• [Exercise brief] Please return the full listing. Every line must match exactly.

*** Given records ***

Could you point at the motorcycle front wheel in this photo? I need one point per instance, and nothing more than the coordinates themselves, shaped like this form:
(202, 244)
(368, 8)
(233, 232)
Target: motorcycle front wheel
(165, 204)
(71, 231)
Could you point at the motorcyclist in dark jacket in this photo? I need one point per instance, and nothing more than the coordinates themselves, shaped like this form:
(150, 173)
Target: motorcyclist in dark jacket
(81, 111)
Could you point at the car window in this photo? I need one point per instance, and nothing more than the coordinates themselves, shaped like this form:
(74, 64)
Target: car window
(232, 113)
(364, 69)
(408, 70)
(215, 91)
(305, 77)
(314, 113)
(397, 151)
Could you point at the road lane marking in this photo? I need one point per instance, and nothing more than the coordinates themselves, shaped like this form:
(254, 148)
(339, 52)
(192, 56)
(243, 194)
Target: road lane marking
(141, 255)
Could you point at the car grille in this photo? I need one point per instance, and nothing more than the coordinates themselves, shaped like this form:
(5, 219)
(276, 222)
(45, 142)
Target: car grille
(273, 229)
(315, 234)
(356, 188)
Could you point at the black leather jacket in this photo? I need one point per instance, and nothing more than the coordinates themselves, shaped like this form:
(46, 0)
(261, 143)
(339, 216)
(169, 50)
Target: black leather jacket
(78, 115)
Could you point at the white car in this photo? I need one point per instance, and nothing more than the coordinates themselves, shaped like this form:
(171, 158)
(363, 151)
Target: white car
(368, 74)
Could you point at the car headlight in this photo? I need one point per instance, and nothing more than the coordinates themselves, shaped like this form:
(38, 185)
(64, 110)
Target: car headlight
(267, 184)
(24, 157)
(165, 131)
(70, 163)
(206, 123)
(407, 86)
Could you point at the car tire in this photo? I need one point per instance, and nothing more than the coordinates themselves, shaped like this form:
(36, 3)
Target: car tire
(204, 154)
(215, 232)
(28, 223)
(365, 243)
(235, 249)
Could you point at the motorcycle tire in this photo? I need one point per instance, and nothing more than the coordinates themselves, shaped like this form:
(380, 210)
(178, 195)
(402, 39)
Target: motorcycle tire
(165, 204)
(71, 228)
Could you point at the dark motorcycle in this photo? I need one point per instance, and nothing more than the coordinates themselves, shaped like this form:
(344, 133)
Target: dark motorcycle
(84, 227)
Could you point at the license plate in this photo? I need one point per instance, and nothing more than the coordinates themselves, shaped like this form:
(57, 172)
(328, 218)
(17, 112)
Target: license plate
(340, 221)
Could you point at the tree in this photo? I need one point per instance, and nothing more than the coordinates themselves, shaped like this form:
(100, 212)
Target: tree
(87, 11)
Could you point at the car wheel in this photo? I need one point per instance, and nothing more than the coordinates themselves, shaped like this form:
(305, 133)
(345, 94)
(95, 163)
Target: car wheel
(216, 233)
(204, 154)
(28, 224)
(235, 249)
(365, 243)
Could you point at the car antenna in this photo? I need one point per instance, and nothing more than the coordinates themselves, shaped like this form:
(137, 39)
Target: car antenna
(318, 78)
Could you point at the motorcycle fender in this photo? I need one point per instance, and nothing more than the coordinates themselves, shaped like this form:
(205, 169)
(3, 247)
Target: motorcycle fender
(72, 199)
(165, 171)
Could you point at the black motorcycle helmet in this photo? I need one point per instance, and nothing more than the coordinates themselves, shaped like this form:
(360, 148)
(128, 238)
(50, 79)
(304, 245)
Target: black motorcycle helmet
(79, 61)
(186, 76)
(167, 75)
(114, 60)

***

• [Output for this task]
Could you point at the motorcycle front wheel in this photo? I need one point per instance, and nothing more than the coordinates themselves, shaped like this form:
(202, 244)
(368, 8)
(233, 232)
Target: motorcycle front wheel
(165, 204)
(71, 231)
Could you point at the motorcyclist in dark jacket in this photo? I need one point per instance, and nothing more than the coordinates themselves, shaped like this form:
(150, 173)
Target: motorcyclist in dark jacket
(81, 111)
Could you point at the car window in this photo? I need one point per instance, and nothing more than the coordinates themselves, shaped like this form:
(74, 64)
Target: car window
(232, 113)
(364, 69)
(408, 70)
(215, 91)
(305, 77)
(314, 113)
(397, 151)
Could you point at the road lane marking in this photo? I need one point per instance, and nothing more than the coordinates themselves, shaped like this form:
(254, 148)
(339, 52)
(192, 56)
(243, 194)
Target: road lane marking
(141, 255)
Could you point at the car grille in this photo? I need one point per instance, and nothing more than the coordinates themselves, shaped like this form:
(5, 219)
(276, 222)
(45, 142)
Target: car grille
(273, 229)
(315, 234)
(356, 188)
Could you point at the black leather jacket in this photo? I need one point per instance, and nothing more than the coordinates themselves, shaped like this form:
(46, 0)
(261, 143)
(339, 216)
(169, 50)
Target: black leather jacket
(78, 115)
Could you point at the white car in this photo? I need one point per instance, and nothing more than the coordinates themselves, shaped like this form:
(171, 158)
(363, 151)
Target: white car
(368, 74)
Could you point at the car headlight in this photo? I need one point per instance, and nothing more than the coordinates themselves, shaped like this form:
(38, 185)
(64, 110)
Target: car headlight
(267, 184)
(24, 157)
(165, 131)
(70, 163)
(206, 123)
(407, 86)
Could you point at the car tire in this photo? I need one point per instance, and nothing more than the coordinates themselves, shaped like this form:
(36, 3)
Target: car tire
(204, 154)
(215, 232)
(28, 223)
(365, 243)
(235, 249)
Could you point at the motorcycle tire in this photo? I need one point per instance, and nothing more than the coordinates themselves, shaped like this form:
(380, 210)
(178, 195)
(402, 39)
Target: motorcycle tire
(165, 204)
(71, 228)
Could you point at the dark motorcycle in this photo? I need one point per instance, and nothing more than the coordinates themselves, shaped like this form:
(344, 133)
Target: dark motorcycle
(84, 227)
Could you point at the license plate in this photo? I need one point per instance, and nothing more than the coordinates themselves, shaped like this form:
(57, 172)
(328, 218)
(17, 112)
Target: license plate
(340, 221)
Could you point at the tree in this photo? I need one point per instance, and nothing more than the coordinates themselves, shaped like this form:
(100, 212)
Target: tree
(87, 11)
Could you point at the car wheel in this photo? I need one point per instance, and nothing more than the coordinates themselves, shaped like this form:
(305, 133)
(345, 94)
(95, 163)
Target: car wheel
(216, 233)
(204, 154)
(28, 224)
(235, 249)
(365, 243)
Could you point at the car antenna in this photo? I need one point per instance, and nothing more than the coordinates themselves, shaped like this form:
(137, 39)
Target: car antenna
(318, 78)
Could you point at the motorcycle fender in this photo? I need one point per instance, and nothing more than the coordinates themselves, shaped like this form:
(205, 169)
(3, 247)
Target: motorcycle fender
(72, 199)
(165, 171)
Could you point at the black motorcycle helmet in this photo? I need one point per instance, and nothing more than the coordinates themselves, shaped like this form:
(360, 148)
(128, 238)
(50, 79)
(304, 245)
Target: black motorcycle helmet
(79, 61)
(186, 76)
(167, 75)
(114, 60)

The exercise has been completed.